### DATA TO EXAMINE
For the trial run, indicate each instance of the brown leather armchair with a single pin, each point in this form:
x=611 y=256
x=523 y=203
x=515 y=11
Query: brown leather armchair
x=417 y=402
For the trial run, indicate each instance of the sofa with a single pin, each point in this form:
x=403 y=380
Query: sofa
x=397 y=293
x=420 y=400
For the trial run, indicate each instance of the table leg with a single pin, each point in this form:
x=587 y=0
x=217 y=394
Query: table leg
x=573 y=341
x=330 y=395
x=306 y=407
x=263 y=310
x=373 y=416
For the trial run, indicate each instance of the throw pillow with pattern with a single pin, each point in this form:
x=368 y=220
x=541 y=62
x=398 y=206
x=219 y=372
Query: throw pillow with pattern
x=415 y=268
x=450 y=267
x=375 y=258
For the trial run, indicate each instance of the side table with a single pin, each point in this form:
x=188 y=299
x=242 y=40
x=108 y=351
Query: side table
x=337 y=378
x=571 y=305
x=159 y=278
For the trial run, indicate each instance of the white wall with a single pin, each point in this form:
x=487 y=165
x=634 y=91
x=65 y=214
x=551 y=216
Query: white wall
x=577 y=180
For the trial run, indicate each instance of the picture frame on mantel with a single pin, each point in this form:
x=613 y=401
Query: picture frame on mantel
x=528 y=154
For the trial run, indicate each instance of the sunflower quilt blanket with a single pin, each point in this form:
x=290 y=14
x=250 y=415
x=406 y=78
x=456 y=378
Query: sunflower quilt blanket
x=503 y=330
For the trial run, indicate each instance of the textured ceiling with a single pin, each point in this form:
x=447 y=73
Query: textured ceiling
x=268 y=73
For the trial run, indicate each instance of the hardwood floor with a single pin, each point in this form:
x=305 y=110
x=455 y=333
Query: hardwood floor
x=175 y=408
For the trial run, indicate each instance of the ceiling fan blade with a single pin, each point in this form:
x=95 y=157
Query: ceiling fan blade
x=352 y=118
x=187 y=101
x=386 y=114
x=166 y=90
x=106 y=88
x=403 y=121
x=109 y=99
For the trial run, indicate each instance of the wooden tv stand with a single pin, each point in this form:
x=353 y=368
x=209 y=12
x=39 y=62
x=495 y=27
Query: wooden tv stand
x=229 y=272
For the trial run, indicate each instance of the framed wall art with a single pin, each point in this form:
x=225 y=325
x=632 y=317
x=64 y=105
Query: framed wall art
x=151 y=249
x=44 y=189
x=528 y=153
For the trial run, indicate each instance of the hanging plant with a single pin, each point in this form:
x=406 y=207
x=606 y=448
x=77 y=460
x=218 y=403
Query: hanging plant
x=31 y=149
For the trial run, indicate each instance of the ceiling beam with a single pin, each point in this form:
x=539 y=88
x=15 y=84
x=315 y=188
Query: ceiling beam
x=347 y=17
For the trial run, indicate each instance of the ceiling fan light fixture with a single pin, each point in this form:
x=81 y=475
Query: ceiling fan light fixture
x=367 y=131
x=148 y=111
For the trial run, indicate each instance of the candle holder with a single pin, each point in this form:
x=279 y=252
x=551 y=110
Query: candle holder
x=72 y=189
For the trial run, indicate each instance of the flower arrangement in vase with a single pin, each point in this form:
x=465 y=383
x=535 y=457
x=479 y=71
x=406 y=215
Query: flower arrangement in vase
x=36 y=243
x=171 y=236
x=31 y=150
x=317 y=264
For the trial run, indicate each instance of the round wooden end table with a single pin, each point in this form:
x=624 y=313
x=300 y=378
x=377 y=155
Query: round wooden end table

### WORK ITEM
Retrieve all lines from the data that contain the string "round".

### ANSWER SPACE
For the trial run, indicate each instance of the round wooden end table with a single pin, each point in this form:
Query: round wooden end table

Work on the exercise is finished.